### Document extract

TUSCON, Ariz. — Ron Barber takes the metal cane and asks, "So where do you want me to go?"
"In the kitchen, to the sink," physical therapist Deborah Perry replies.
With Perry close behind and wife Nancy watching nearby, the 65-year-old aide to Rep. Gabrielle Giffords inches his way across the painted concrete floor, grimacing and groaning softly as he lifts his numb left foot. After about 10 feet, he turns and heads back.
"Do you feel confident?" Perry asks.
"I think so," Barber says, panting a bit. "I don't feel like I'm off balance or anything."
Baby steps, to be sure, but Barber is pleased. When he smiles, the deep indentation in the center of his left cheek makes an already friendly face look downright jolly.
"My daughters say I have a dimple," Barber says of the mark left by the bullet. "My youngest daughter has a dimple, pretty much in the same place. But I certainly wouldn't recommend this method of getting one."

### Tasks to carry out
• 1. Reproduce the part of the Ron Barber article that begins at the words "TUSCON, Ariz. —" and stops after "look downright jolly.".
• 2. Carry on the Ron Barber article, picking up after its final sentence.

(Referring expression data)
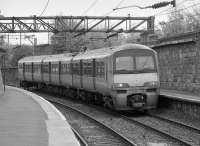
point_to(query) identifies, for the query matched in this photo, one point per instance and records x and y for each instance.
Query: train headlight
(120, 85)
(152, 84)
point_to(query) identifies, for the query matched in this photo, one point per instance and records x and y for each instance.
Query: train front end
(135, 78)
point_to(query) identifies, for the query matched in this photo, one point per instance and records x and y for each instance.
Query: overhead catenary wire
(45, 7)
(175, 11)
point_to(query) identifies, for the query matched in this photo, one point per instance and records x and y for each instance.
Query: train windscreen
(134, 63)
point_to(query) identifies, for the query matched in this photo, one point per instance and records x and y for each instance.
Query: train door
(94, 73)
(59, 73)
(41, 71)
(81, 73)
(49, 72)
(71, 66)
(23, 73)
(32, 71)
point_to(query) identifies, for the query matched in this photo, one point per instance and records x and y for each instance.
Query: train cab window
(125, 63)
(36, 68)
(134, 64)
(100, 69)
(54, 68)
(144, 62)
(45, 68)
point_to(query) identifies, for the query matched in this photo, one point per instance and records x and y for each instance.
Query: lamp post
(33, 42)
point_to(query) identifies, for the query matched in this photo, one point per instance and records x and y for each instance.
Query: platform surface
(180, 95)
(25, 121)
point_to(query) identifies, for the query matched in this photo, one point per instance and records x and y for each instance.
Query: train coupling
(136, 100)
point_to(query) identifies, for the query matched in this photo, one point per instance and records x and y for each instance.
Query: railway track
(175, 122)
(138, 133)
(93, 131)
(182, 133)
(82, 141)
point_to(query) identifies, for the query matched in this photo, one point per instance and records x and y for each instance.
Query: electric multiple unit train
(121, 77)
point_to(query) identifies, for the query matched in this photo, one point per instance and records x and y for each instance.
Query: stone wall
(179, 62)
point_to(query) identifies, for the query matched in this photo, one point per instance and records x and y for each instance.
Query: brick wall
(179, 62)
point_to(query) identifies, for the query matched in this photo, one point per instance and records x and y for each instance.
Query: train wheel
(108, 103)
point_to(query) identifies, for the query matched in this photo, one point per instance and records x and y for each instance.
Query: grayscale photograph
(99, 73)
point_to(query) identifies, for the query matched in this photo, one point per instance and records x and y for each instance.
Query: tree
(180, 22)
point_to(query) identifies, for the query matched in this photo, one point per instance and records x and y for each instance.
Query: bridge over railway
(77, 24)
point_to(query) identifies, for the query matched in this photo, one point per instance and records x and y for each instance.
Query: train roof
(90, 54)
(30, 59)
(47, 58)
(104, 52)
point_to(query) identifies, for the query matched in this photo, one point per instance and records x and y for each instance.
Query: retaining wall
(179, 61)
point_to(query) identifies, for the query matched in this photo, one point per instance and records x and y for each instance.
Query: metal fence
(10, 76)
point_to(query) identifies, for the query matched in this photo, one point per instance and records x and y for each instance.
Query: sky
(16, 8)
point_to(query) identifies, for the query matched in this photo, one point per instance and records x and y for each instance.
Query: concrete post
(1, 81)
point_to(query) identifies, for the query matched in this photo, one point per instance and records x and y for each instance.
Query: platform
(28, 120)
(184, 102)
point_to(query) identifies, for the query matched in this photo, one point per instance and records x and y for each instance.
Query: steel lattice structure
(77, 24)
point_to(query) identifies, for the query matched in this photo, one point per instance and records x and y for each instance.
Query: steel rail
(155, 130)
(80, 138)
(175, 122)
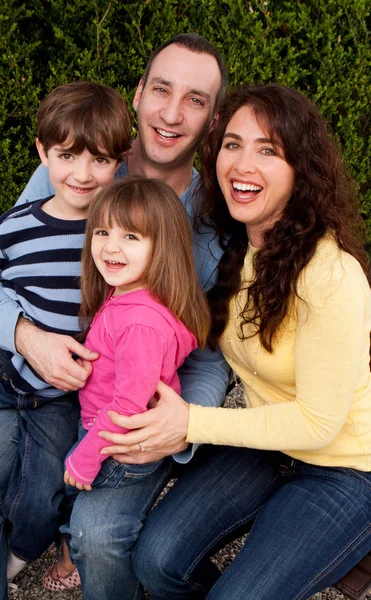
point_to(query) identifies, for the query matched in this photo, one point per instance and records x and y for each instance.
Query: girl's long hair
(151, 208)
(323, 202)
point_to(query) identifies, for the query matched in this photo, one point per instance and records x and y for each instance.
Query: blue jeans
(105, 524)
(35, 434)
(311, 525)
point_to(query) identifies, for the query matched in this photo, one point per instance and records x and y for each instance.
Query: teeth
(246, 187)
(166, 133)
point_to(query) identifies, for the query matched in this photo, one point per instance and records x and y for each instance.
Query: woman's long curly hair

### Answers in order
• 1.
TUSCON, Ariz. — Ron Barber takes the metal cane and asks, "So where do you want me to go?"
"In the kitchen, to the sink," physical therapist Deborah Perry replies.
With Perry close behind and wife Nancy watching nearby, the 65-year-old aide to Rep. Gabrielle Giffords inches his way across the painted concrete floor, grimacing and groaning softly as he lifts his numb left foot. After about 10 feet, he turns and heads back.
"Do you feel confident?" Perry asks.
"I think so," Barber says, panting a bit. "I don't feel like I'm off balance or anything."
Baby steps, to be sure, but Barber is pleased. When he smiles, the deep indentation in the center of his left cheek makes an already friendly face look downright jolly.

• 2.
Seven weeks after a gunman opened fire during Giffords' meet-and-greet in a Safeway grocery store parking lot, Barber's physical wounds have largely healed. But he knows it is the invisible ones that will take the most time to mend, if they ever do.
"What I deal with frequently is just the tape running in my head — sometimes in dreams, sometimes during the day — of what happened," he says. "And that's, that's very difficult to remember and to see that."
Besides Giffords, Barber, her district director, was the most seriously injured of the 13 survivors of the Jan. 8 attack. Six died.
Today, a man who had never had surgery or even been in a hospital for a serious illness spends his days with pain meds and acupuncture, long naps and grueling sessions of physical and emotional therapy.